The number of lines holding "point" is all you should give; count them in the records below.

___ Material for this exercise ___

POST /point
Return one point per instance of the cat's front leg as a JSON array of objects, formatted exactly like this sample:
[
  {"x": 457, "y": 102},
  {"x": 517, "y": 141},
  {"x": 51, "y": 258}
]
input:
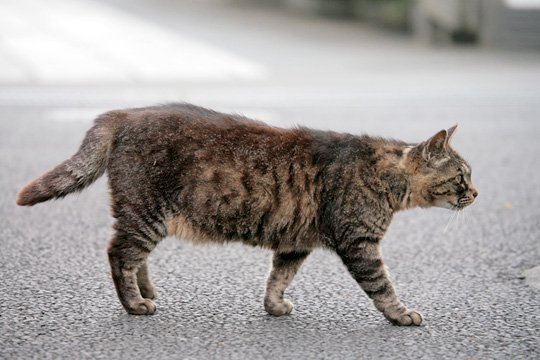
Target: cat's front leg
[
  {"x": 364, "y": 261},
  {"x": 284, "y": 267},
  {"x": 145, "y": 284}
]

___

## Reply:
2